» Task statement
Copy every one of the records below word for word.

» Rows
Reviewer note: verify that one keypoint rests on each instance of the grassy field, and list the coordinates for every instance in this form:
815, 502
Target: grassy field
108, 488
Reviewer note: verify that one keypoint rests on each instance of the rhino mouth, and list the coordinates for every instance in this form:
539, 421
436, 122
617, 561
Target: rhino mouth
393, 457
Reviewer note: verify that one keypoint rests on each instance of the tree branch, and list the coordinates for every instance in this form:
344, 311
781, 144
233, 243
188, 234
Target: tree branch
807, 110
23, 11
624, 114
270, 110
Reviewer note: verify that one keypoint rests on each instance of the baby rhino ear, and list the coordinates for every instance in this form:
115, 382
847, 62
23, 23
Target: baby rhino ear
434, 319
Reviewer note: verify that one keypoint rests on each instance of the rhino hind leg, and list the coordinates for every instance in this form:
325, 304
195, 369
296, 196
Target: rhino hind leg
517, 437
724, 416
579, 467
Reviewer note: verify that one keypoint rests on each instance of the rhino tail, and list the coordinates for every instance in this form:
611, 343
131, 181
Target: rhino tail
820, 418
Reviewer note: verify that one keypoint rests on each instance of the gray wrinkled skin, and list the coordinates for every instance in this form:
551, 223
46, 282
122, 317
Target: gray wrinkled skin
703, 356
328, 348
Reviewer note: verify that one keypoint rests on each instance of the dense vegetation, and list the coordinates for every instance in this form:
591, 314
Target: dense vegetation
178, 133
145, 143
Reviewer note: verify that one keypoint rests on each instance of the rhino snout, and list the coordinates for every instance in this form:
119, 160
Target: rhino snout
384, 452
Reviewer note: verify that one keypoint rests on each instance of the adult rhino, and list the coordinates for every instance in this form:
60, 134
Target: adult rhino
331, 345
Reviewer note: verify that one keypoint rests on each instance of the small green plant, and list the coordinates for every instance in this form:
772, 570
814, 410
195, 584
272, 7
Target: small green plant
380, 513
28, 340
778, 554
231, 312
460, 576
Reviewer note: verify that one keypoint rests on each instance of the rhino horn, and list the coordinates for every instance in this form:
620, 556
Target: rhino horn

» Result below
Reviewer note: verify that one keypoint rests on each instance of the grassy field, and list the coordinates for every instance in this form:
815, 502
Target: grassy field
108, 488
Reviewer note: verify that one keypoint rests on each instance of the rhino mouth, and list the coordinates for every instance in this form:
539, 421
436, 122
617, 561
Target: rhino mouth
393, 457
Reviewer note: verify that one keypoint rests on each instance of the tree branch, and list the coordinates for every instance in this form:
344, 311
781, 144
233, 243
188, 234
Target: tree branch
807, 110
23, 11
624, 114
270, 110
Reviewer note: verify that one keypoint rests on each instance of the baby rhino ear, and list the coordinates for every instance in this form:
115, 382
847, 62
23, 23
Target: baby rhino ear
434, 319
Reviewer note: verify that one keypoint rests on each instance of the rhino hind leg, and list the coordinates for every instance in this form:
325, 304
195, 369
296, 196
Target: rhino hind leg
517, 437
724, 416
579, 467
Reviewer note: verify that one keypoint rests on each instance of the rhino tail, and list the coordinates for every instance in this form:
611, 343
131, 181
Target: rhino tail
820, 418
Reviewer note: verify that one keypoint rests on each instance of the gray wrinkled skin, and list the coordinates for every instance in this form:
551, 223
46, 282
122, 317
Target: gray wrinkled skin
703, 356
328, 348
Reviewer note: verify that one keypoint rests on each instance of the dense vegetation, and list the coordinates for every instance in this form:
591, 314
Target: dense vegetation
178, 133
145, 143
Reviewer note: verify that one keypoint rests on each instance of the rhino snout, and list the coordinates for every instance in this form:
119, 160
Target: rhino snout
384, 452
Reviewer note: verify that one keypoint rests on each instance of the adult rhino, and list the coordinates for every instance in this form:
60, 134
Target: adult rhino
331, 345
Reviewer note: verify that one keypoint rests on each instance of the small green plant, and list the coordinates for every instance in this form:
772, 570
814, 410
195, 584
272, 7
Target: small green plant
380, 513
28, 340
778, 554
231, 312
460, 576
Reviewer note: verify that one keypoint rests on each instance of the rhino horn, and list the coordinates for every instance in this form:
620, 556
Target: rhino horn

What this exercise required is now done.